READING TEXT section start

The second concern for the liberal order is in the realm of
great-power politics. America is turning inwards just as the global security system
it underwrites faces its biggest challenges in a quarter century, from Vladimir
Putin’s adventurism in Syria to China’s muscle-flexing in the South China Sea.
Mr Putin’s cruise missiles will not win the war for Syria’s dictator, Bashar
al-Assad. But they will prolong the conflict, swell the exodus of refugees to
Europe and so exacerbate the biggest political crisis the European Union has
faced. Across Europe, 2016 will be a year of bitter recriminations and gradual
unravelling. Even if the Schengen system of passport-free travel officially
remains in place, “temporary” border controls will spread, Europe’s frontiers
will be blighted by the barbed-wired perimeters of “migrant processing” camps –
and still hundreds of thousands of refugees will stream in.
The third risk comes from the rich world’s domestic
politics. On both sides of the Atlantic, public trust in government has slumped
and populist policticians are enjoying growing appeal. One strand of populism is
the xenophobic right-wing sort (exemplified by Donald Trump in America or
Marine Le Pen in France). Another is a soak-the-rich left –wing type (see
Jeremy Corbyn, the hard-left new leader of Britain’s Labour Party or Bernie
Sanders, the self-proclaimed democratic socialist who is challenging Hillary
Clinton for the Democratic presidential nomination). These people are all
tapping into a popular disillusionment with the pragmatic political centre.
They have done far better than anyone would have expected even a year ago.
Some of these worries may prove ephemeral. In Britain Mr
Corbyn’s party is in opposition and in a mess. America’s presidential primaries
are often marked by a noisy populism which gives way to centrism when the
general election comes. Some risks will counter each other. Europe’s migrant
crisis will force a short-term rise in public spending that will boost demand
and mitigate the economic hit from slower growth in China.
Still, it would be a grave mistake to be sanguine, not least
because 2016 is a year of high-stakes votes, from America’s presidential
election to (possibly) Britain’s in-or-out referendum on EU membership. More
than is usual in a single year, decisions in 2016 could, as Barack Obama would
say, bend the arc of history. That is why those who believe in an open, liberal
world order need to act more boldly in its defence. Top of the list is Mr Obama
himself. America’s president is still the single-most important individual
defender of liberal internationalism. To uphold it, his remaining year in
office needs to be marked by more active American engagement, particularly in
the Syrian crisis and in the refugee exodus that it has spawned.
Liberal
internationalist of the world, engage!

READING TEXT section end
DATASET section start

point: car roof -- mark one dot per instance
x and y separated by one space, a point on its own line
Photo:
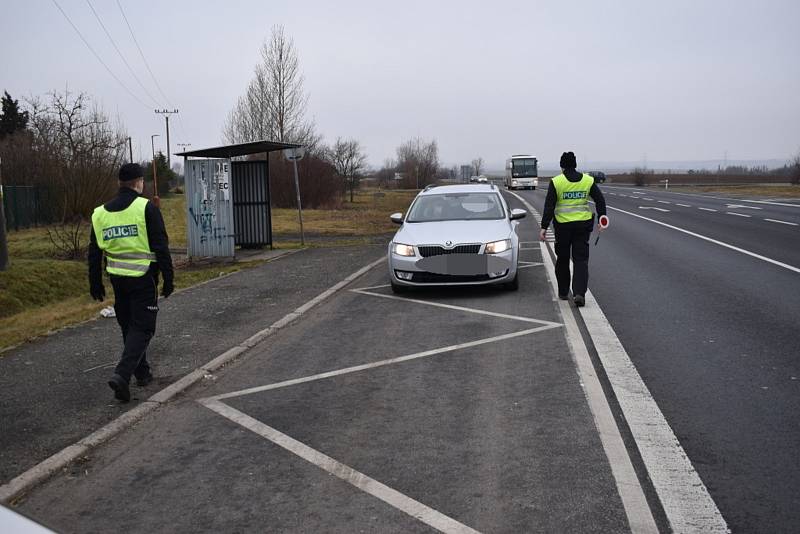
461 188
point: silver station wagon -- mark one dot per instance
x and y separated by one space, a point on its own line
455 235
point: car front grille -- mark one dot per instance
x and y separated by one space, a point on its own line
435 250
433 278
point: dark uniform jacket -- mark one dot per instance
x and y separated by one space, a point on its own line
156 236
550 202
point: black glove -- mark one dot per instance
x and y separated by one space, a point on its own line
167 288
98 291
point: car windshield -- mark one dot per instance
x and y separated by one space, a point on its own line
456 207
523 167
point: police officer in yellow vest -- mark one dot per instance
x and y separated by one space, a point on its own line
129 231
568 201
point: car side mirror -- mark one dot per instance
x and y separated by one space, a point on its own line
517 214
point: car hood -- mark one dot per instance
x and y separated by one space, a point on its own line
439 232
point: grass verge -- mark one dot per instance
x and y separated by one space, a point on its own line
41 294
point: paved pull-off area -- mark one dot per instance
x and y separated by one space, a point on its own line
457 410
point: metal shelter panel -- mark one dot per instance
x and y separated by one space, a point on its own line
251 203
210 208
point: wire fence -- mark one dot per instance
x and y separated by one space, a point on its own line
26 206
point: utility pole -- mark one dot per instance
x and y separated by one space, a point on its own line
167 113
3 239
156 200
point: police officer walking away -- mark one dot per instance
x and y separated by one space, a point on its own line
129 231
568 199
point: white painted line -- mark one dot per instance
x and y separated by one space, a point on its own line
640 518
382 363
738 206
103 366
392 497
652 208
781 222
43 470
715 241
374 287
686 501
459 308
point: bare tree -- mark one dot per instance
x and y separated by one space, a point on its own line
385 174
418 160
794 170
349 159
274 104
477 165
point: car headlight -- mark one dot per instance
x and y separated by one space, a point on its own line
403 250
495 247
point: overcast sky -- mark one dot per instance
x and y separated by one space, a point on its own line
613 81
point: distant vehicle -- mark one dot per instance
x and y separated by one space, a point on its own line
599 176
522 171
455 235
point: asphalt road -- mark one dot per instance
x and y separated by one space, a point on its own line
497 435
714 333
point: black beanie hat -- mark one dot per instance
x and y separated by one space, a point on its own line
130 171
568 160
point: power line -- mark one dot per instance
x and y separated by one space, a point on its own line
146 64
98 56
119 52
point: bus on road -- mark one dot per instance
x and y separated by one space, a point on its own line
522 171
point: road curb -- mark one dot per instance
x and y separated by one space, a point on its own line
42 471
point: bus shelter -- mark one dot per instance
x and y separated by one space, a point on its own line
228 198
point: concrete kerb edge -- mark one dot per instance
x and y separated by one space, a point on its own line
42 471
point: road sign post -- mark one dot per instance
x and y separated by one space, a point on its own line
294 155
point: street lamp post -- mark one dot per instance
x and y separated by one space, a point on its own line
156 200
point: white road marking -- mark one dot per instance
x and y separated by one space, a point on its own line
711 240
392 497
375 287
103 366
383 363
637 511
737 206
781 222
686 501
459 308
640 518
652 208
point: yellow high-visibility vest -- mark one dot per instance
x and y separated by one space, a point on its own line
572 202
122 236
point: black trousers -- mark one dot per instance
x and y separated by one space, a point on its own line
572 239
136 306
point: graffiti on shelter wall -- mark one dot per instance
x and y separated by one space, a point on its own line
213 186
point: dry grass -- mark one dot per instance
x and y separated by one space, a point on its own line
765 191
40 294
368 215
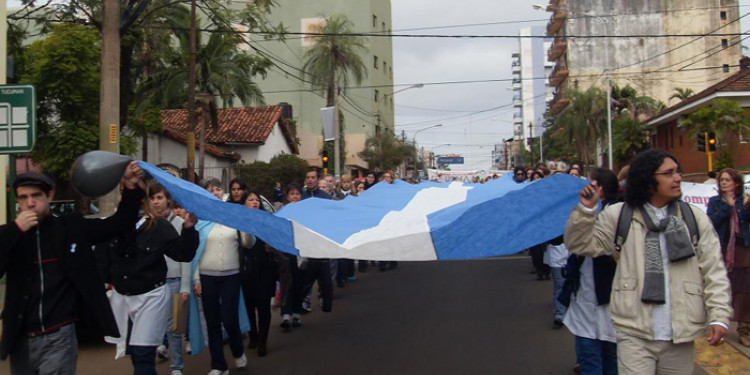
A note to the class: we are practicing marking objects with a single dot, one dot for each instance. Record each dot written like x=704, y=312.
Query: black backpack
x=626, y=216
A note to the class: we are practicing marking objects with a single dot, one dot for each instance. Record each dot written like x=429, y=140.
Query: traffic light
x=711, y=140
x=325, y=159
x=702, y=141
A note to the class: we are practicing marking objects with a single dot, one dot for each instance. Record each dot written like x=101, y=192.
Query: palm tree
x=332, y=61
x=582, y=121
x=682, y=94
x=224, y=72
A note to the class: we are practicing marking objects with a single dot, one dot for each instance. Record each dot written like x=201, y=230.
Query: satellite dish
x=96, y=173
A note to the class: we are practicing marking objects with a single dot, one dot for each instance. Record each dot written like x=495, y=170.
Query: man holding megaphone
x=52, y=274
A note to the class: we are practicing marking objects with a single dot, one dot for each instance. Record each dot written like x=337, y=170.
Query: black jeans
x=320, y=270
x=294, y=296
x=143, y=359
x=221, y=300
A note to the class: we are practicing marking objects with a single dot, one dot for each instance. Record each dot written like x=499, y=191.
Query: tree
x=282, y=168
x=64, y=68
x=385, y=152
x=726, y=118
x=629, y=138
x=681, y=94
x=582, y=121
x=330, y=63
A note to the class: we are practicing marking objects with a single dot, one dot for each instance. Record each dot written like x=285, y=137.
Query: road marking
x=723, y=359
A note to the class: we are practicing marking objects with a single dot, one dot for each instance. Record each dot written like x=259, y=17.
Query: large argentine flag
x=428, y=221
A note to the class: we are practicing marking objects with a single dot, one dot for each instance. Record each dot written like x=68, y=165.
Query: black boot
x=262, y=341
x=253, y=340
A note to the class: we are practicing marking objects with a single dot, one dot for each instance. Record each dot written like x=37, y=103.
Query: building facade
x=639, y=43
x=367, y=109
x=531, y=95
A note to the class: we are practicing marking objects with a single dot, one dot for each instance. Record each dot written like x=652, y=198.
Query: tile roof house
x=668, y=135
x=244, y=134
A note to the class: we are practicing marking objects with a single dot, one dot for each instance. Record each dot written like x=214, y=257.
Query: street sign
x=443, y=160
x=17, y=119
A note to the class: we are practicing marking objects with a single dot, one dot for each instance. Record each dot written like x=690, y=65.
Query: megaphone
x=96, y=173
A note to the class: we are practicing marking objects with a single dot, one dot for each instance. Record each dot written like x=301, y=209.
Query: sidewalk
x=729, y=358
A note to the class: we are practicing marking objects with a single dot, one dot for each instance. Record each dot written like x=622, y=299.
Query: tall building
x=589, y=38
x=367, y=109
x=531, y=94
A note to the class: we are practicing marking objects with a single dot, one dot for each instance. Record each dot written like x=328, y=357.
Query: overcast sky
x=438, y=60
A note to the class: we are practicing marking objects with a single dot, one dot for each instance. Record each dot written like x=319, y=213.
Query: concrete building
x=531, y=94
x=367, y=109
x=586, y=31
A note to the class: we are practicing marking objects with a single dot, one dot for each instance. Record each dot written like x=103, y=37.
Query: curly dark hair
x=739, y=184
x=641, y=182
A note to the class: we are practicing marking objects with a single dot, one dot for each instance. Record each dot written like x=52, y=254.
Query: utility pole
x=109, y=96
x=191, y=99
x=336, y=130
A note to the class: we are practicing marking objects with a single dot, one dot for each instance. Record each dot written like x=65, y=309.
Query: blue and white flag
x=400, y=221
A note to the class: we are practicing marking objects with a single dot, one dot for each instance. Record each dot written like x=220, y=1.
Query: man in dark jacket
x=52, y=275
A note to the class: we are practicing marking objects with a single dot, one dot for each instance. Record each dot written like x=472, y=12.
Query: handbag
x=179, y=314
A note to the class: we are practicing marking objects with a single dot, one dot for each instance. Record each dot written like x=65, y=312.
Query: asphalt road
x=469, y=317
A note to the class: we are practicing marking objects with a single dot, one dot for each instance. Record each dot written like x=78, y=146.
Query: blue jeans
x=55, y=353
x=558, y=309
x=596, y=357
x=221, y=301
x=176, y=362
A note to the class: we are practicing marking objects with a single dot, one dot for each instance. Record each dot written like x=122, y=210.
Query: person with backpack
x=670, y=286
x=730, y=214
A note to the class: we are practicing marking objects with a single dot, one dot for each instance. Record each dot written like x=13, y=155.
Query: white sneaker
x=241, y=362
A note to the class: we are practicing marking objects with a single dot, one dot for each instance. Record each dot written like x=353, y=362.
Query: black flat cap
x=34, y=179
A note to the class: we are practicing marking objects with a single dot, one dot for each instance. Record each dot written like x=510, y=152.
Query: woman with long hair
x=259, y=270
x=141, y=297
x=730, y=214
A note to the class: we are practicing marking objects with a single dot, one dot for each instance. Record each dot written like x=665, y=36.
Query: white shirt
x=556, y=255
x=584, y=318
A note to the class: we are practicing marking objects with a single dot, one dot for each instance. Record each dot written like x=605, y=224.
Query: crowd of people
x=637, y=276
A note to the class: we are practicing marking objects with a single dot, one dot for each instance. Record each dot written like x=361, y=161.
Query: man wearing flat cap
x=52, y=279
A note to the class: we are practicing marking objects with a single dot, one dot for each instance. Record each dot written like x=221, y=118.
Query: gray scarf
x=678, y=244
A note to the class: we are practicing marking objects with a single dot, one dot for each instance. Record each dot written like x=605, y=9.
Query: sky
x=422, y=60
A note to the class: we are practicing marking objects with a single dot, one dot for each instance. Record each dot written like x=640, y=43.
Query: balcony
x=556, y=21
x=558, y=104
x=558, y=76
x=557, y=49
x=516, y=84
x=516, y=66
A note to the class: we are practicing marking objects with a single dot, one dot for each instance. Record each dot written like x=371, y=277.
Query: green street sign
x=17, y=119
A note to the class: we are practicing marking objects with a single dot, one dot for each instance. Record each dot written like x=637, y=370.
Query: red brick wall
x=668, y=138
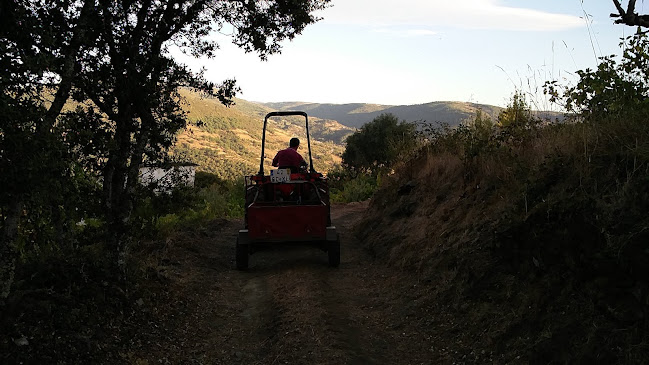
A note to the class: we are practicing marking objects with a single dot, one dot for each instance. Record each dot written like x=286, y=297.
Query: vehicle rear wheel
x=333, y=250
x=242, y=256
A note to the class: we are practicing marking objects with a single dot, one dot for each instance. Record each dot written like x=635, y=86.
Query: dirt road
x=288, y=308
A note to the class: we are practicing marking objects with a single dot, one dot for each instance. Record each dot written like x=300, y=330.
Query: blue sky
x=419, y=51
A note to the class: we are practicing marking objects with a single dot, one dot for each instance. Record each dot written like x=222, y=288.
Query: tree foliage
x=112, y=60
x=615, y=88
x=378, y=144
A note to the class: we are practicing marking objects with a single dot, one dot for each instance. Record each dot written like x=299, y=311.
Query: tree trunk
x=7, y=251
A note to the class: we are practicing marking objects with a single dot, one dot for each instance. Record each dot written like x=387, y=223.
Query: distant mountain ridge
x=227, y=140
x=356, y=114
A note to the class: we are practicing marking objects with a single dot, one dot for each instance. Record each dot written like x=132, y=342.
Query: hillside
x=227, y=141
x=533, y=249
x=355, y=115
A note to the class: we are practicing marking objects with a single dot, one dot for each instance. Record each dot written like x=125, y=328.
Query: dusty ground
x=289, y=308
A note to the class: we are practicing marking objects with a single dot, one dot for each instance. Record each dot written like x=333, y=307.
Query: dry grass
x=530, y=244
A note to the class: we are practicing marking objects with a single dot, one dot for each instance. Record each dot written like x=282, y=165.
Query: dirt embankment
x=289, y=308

DATASET section end

■ **WORK INSTRUCTION**
Copy out the stretch of the passage on threats to the liberal world order from "Mr Putin’s cruise" through "will stream in.".

■ **EXERCISE SOLUTION**
Mr Putin’s cruise missiles will not win the war for Syria’s dictator, Bashar
al-Assad. But they will prolong the conflict, swell the exodus of refugees to
Europe and so exacerbate the biggest political crisis the European Union has
faced. Across Europe, 2016 will be a year of bitter recriminations and gradual
unravelling. Even if the Schengen system of passport-free travel officially
remains in place, “temporary” border controls will spread, Europe’s frontiers
will be blighted by the barbed-wired perimeters of “migrant processing” camps –
and still hundreds of thousands of refugees will stream in.